Saved data entries:
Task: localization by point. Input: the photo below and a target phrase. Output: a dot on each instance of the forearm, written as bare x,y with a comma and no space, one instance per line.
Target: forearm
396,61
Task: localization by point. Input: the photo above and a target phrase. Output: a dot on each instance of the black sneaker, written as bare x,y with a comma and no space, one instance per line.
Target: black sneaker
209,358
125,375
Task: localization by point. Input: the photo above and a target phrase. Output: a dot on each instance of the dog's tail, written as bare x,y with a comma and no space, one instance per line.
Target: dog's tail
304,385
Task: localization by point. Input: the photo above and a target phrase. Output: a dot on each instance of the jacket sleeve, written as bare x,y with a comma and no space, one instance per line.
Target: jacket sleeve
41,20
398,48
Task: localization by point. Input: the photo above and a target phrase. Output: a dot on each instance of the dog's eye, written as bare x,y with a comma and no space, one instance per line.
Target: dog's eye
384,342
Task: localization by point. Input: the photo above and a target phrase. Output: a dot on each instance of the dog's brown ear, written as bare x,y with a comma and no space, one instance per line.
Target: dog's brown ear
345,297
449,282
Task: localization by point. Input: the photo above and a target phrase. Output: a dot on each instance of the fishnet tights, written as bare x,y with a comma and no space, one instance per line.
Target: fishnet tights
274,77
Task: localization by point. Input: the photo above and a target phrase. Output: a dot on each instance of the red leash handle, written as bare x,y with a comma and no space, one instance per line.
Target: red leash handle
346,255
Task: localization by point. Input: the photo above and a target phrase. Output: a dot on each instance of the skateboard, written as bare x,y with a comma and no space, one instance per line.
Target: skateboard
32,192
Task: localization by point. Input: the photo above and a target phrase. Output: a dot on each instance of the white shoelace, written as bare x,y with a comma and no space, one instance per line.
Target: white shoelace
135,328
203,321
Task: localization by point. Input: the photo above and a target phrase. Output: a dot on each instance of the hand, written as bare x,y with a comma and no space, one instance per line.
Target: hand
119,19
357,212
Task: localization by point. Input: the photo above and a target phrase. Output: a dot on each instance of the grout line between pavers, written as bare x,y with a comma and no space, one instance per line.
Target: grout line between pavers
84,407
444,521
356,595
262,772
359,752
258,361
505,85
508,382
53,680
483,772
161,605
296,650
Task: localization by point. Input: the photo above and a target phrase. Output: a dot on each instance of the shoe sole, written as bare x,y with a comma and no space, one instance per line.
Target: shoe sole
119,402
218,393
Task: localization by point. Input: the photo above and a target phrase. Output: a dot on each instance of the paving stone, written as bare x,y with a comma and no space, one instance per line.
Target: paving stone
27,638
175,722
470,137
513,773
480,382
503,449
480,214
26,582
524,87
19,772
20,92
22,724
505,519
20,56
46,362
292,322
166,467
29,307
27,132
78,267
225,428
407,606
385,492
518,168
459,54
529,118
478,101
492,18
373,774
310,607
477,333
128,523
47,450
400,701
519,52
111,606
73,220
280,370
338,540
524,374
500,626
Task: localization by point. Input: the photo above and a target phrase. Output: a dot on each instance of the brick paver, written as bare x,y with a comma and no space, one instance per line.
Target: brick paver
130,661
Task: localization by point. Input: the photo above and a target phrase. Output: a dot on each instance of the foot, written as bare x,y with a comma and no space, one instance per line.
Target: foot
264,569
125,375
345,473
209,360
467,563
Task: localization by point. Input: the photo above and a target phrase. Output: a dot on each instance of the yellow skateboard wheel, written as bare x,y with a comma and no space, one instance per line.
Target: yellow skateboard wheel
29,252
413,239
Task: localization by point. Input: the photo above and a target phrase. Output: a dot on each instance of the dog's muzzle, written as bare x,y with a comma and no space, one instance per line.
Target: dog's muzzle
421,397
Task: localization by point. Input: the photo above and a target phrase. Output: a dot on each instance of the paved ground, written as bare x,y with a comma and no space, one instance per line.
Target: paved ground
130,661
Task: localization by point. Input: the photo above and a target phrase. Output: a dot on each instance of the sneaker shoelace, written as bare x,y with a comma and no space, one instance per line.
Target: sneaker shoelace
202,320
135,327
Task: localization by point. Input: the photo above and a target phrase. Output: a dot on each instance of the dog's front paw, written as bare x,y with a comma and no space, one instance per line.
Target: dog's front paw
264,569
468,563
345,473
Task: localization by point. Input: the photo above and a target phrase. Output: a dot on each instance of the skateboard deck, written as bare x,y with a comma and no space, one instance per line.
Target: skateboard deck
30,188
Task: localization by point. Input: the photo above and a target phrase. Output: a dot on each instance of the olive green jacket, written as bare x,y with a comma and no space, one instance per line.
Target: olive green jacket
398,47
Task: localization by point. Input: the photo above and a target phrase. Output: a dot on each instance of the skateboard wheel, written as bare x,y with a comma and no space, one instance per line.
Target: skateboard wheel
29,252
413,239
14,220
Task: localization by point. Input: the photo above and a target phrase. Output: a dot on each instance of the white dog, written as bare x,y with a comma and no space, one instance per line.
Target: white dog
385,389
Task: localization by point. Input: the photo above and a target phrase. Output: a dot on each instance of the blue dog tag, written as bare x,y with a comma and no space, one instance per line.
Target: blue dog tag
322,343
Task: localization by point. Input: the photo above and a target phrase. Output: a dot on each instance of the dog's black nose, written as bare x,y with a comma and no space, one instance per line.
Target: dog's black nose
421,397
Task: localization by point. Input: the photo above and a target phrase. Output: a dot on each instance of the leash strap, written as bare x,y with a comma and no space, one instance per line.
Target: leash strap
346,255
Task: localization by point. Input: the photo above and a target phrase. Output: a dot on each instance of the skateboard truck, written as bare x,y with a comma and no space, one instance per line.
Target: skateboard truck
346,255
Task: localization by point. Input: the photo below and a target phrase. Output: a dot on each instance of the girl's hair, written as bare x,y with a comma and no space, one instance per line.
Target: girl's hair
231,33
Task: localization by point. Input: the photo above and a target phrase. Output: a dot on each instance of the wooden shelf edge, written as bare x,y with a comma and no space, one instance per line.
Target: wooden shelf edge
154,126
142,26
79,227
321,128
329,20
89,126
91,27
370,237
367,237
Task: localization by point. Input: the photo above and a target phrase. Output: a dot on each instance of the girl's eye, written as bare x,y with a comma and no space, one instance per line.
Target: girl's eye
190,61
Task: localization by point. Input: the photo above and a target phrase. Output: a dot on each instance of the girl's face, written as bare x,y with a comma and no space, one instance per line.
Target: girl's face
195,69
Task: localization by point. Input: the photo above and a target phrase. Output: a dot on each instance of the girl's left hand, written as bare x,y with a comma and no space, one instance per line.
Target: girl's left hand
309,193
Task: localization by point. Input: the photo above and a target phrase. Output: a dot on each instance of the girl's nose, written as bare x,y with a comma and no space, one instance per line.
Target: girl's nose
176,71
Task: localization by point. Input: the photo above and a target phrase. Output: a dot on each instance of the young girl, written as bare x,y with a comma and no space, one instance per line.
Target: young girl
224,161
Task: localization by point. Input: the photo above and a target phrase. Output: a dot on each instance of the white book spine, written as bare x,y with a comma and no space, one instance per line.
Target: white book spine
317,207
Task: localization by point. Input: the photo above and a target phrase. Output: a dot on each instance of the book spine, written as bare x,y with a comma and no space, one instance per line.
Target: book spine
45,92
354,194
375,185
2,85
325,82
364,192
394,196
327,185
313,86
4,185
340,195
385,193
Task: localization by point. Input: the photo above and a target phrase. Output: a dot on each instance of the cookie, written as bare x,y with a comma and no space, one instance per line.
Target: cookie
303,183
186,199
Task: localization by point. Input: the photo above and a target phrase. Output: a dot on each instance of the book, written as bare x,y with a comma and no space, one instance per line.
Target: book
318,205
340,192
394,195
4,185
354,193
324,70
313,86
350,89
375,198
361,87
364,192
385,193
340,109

# Work to complete:
Rewrite the lines of the records as a JSON list of strings, one string per line and no blank lines, starting from the line that contains "the white book" and running through the last line of the records, both included.

# Complete response:
[
  "Task: localization by point. Input: the photo above and a target phrase. Output: a dot on each instance of the white book spine, written as bare x,y with a comma and no space, one instance per line.",
  "Target: white book spine",
  "317,207",
  "Task: localization by point. Input: the photo above and a target phrase. Output: a dot on each instance of the book spine, written as bare x,y with a comma and no space, one instance per line.",
  "Target: book spine",
  "45,92",
  "354,194",
  "375,185",
  "2,85",
  "325,82",
  "364,192",
  "394,196",
  "327,185",
  "313,86",
  "4,185",
  "340,195",
  "385,193",
  "Task: localization by point. Input: the photo above and a target phrase. Output: a dot on each instance of the cookie, written as bare x,y with a comma and no space, one instance per line.",
  "Target: cookie",
  "303,183",
  "186,199",
  "Task: localization by point. Input: the photo above and a target phrase. Output: a dot on each instance of the book, written as bare x,y with a comma and no space, one instance per line.",
  "Target: book",
  "318,205",
  "340,192",
  "394,195",
  "4,185",
  "354,193",
  "324,70",
  "313,86",
  "350,89",
  "375,198",
  "361,87",
  "364,192",
  "385,193",
  "340,109"
]